- Requirement
The records below are to be returned exactly as written, minus their pictures.

Region pointing data:
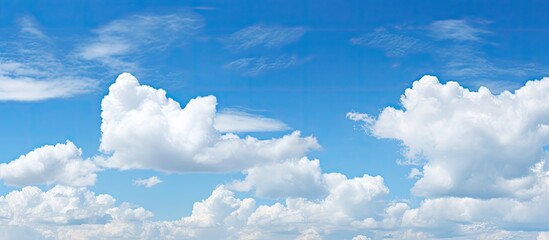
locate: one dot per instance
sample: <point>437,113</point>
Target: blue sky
<point>309,120</point>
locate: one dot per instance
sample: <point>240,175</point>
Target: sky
<point>274,119</point>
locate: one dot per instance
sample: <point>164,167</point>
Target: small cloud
<point>458,30</point>
<point>394,45</point>
<point>28,26</point>
<point>256,65</point>
<point>31,71</point>
<point>263,36</point>
<point>238,121</point>
<point>414,173</point>
<point>148,182</point>
<point>136,34</point>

- Finished task
locate: one dot per instance
sample: <point>437,113</point>
Target: blue sky
<point>309,120</point>
locate: one dot per instance
sample: <point>240,175</point>
Target: sky
<point>274,119</point>
locate: one dot per instance
sample: <point>164,167</point>
Target: small cloud
<point>458,30</point>
<point>394,45</point>
<point>28,26</point>
<point>256,65</point>
<point>31,71</point>
<point>263,36</point>
<point>238,121</point>
<point>414,173</point>
<point>148,182</point>
<point>136,34</point>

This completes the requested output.